Objective a:
Name every country that the passage on imperial decline lists as one of Venezuela's ALBA partners.
====== Document section ======
Varieties of imperial decline - crash inventory
China
and Venezuela have agreed plans for Venezuela to increase its oil
exports to China to one million barrels a day. They will build at least
one refinery to increase China's refining capacity and also one in
Venezuela. Together the two countries will build up a US$6 billion
fund for other joint projects. The two countries are also proposing
a shipbuilding company to build mega-tankers for shipping
Venezuelan oil to China.
Among other plans are 13 joint
agro-industrial projects covering fruit and vegetable freezing plants,
tomato processing, fruit and vegetable drying operations, and
others. Argentina may be a partner in some of these projects. China
will shortly launch Venezuela's Simon Bolívar tele-communications
satellite. A major cross-country railway is proposed for Venezuela with
Chinese inputs and know-how. Obtuse US government foreign policy
means US companies are lookers-on.
Venezuelan
president Hugo Chavez sees all these programs as broadening the
perspectives for the future development of the regional ALBA solidarity
based trade and cooperation framework. Venezuela and its ALBA partners
- Bolivia, Cuba, Dominica, Honduras and Nicaragua - are leading
the trend among resource-rich developing countries to
challenge their countries' historical neo-colonial dependency and
impotence.
By contrast, the United States
is in profound crisis. Even
back in 2003, it had become commonplace to argue that the global
financial system, led by US easy money policy, was heading for a
wreck. Insiders like Paul
Volcker and Larry Summers thought it a potential likelihood. Outsiders
like
Michael Hudson and Henry Liu reckoned it a dead cert. They all knew the
form of couldn't-run-a-bath central bankers, of the crooked
US and European high finance cliques and of ruthless mediocre political
opportunists like Bush, Chirac, Berlusconi, Aznar, Blair
and Brown.
Further
back along the crash time-line, even as the Berlin Wall was coming down,
traditional big business in the US realised future profit levels
were going to be problematic. The subsequent drift creating conditions
for the financial sector to dominate more than ever, came naturally. The
United States is a plutocracy of a superficial kind, drunk with
lazy narcissism, floating nonchalantly along the bottom line.
======
Objective b:
Render the lines of the recorded data, from the line containing "above, one point per instance." through the end of the records, inclusive, as a numbered list, leaving out any blank lines.
====== Information supplied ======
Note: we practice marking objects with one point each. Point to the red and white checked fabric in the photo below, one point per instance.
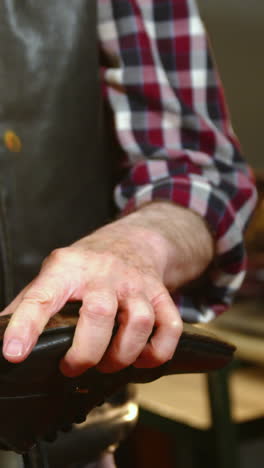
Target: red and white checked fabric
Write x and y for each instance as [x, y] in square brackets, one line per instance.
[172, 122]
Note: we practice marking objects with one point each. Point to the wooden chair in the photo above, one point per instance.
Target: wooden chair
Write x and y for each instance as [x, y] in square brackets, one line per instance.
======
Expected output a:
Bolivia, Cuba, Dominica, Honduras, Nicaragua

Expected output b:
1. Note: we practice marking objects with one point each. Point to the wooden chair in the photo above, one point per instance.
2. Target: wooden chair
3. Write x and y for each instance as [x, y] in square brackets, one line per instance.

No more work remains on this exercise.